-- Begin --

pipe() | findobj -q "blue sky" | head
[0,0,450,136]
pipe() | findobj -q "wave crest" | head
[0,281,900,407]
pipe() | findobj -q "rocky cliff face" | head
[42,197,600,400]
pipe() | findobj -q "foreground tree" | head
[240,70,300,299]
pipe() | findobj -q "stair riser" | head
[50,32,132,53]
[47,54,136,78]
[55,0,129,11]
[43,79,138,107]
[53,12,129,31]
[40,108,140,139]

-- End --
-- Begin --

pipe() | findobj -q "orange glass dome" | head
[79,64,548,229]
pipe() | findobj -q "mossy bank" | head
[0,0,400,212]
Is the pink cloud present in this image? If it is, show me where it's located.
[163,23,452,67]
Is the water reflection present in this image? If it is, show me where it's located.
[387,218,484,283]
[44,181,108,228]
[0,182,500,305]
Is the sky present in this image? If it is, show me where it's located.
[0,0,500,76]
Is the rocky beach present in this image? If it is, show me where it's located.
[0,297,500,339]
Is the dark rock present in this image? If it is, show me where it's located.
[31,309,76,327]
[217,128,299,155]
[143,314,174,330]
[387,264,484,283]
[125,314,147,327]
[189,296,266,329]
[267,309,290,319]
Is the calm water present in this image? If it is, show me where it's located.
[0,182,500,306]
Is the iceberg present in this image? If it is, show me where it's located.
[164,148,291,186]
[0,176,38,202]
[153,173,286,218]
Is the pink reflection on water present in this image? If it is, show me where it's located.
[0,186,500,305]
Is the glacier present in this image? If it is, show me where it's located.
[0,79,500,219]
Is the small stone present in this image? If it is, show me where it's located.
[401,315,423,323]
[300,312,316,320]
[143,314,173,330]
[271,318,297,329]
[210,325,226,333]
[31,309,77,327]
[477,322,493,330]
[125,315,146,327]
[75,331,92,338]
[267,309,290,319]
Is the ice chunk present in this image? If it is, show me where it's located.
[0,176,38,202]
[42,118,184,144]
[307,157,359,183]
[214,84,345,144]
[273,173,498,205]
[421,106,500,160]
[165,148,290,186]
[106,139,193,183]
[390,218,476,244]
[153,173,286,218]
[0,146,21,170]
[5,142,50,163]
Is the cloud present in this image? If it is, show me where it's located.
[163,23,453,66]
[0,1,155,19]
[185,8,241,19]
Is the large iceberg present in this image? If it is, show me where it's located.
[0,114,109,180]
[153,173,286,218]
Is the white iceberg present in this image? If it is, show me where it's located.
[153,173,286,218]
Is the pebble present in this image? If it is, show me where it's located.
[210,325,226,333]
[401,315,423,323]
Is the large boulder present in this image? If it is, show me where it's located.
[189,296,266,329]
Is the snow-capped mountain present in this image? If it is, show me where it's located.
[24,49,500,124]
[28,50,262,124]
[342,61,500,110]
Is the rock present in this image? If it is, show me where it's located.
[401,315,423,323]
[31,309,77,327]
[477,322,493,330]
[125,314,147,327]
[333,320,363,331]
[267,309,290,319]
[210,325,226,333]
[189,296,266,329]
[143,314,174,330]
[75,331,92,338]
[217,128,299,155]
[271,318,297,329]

-- End --

Starting at the line that contains "Is the rocky" and ending after the line that contains "[0,297,500,339]", copy the lines of data verbatim.

SOLUTION FOR THIS PROBLEM:
Is the rocky beach present in this image? If it is, show me where it's located.
[0,297,500,339]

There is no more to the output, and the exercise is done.